• Required action
Transcribe all of the records precisely as they are presented.

--- Supplied records Enclosed Below ---

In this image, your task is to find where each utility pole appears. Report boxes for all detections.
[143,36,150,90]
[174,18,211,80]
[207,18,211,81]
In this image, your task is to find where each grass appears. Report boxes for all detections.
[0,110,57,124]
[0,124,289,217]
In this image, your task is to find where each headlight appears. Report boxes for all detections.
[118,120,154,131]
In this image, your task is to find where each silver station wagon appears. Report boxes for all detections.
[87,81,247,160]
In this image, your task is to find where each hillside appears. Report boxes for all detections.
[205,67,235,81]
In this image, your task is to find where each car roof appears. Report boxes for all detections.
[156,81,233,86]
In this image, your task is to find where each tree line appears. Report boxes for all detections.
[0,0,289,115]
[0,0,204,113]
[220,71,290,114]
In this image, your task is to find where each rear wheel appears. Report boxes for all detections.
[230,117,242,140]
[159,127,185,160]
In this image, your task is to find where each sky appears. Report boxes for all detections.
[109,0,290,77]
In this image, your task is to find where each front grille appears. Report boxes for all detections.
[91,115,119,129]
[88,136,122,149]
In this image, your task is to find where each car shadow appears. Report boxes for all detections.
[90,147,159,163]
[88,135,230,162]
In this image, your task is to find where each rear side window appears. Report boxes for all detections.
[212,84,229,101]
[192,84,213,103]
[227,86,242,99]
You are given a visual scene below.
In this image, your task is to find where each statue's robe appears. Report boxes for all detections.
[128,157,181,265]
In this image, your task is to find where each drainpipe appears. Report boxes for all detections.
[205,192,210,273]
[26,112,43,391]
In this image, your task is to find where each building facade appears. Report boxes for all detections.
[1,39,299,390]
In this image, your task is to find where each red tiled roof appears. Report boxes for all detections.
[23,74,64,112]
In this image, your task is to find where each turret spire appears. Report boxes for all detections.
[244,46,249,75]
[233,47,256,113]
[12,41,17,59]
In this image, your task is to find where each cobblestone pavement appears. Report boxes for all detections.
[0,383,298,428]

--- End of Enclosed Supplied records ---

• Result of this exercise
In this image, your task is to find where each utility pole appears. Report boxes for all detections.
[143,36,150,90]
[174,18,211,80]
[207,18,211,81]
In this image, your task is to find where each grass appears. Report boxes for all detections.
[0,110,57,124]
[0,124,289,217]
In this image, your task is to find where each headlight appears. Report boxes for all detections.
[118,120,154,131]
In this image, your task is to find where each silver station wagon appears. Report boxes for all detections.
[87,81,247,160]
In this image, your task is to find where each hillside appears. Report boxes for all detections.
[205,67,235,81]
In this image, your task is to find where each car roof appears. Report boxes for all detections.
[156,81,233,86]
In this image, your task is to find where each tree line appears. Report boxes for all detections.
[0,0,289,115]
[0,0,204,113]
[220,71,290,114]
In this image, your task is to find where each rear wheel appears. Report boxes for all detections.
[230,117,242,140]
[159,127,185,160]
In this image, your task is to find where each sky appears. Report boxes for all detections.
[109,0,290,77]
In this image, your task is to find where each front grille appears. Report boxes for all detections.
[91,115,119,129]
[88,136,122,149]
In this image, your task is to find where each car shadow appears. Report boxes for all detections.
[90,147,159,163]
[88,135,230,162]
In this image, your task is to find where each rear side window appears. Report boxes for all detections.
[212,84,229,101]
[192,84,213,103]
[227,86,242,99]
You are given a visual scene below.
In this image, your task is to find where each statue's robe appears. Report boxes for all detections.
[128,157,181,265]
In this image, your task is to find where each drainpipe appears. Report boxes for all detections.
[205,192,210,273]
[26,112,43,391]
In this image, your task is to find where each building facade appears. Report boxes for all detections.
[1,39,299,390]
In this image, your task is to find where each red tiled roof appears. Report boxes for all detections.
[23,74,64,112]
In this image, your task is to find where each turret spire appears. Report boxes for all detections.
[244,46,249,75]
[233,47,256,113]
[12,41,17,59]
In this image, your task is to find where each cobblestone pavement appears. Report boxes for all detections.
[0,383,298,428]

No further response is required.